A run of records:
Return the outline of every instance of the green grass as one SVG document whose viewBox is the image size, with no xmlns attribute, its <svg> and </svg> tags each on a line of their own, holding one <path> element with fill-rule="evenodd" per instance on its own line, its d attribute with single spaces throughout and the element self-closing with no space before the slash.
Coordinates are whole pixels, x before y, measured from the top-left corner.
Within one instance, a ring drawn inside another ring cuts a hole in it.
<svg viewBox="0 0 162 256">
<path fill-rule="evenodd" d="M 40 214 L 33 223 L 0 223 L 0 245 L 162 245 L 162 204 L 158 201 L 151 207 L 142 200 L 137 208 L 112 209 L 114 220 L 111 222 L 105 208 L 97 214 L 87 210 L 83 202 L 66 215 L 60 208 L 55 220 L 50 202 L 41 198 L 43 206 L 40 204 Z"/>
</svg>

● **DESCRIPTION OF THE TASK**: Reproduce the records word for word, beginning with their first line and stopping after the line that contains "Coordinates are whole".

● **SOLUTION TO THIS EXERCISE**:
Return the outline of every instance of the green grass as one SVG document whose viewBox is the image size, with no xmlns attribute, its <svg> and </svg> tags each on a line of their own, holding one <path> element with fill-rule="evenodd" per instance on its own line, its d attribute with single spaces throughout and the element self-closing with no space before the slash.
Coordinates are whole pixels, x before y, measured from the top-left corner.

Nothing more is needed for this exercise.